*** Opening of Records provided ***

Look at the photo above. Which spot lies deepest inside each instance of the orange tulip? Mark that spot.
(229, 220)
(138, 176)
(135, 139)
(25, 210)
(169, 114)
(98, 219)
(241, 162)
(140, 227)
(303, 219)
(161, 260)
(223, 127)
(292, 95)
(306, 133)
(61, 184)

*** Close of Records provided ***

> Brief
Every entry, written out exactly, is what the response should contain.

> Task output
Look at the photo above. Which spot lies deepest inside each instance of the orange tulip? Mark that spot.
(229, 220)
(138, 176)
(135, 139)
(25, 210)
(169, 114)
(98, 219)
(241, 162)
(140, 227)
(303, 219)
(161, 260)
(223, 127)
(292, 95)
(306, 133)
(61, 184)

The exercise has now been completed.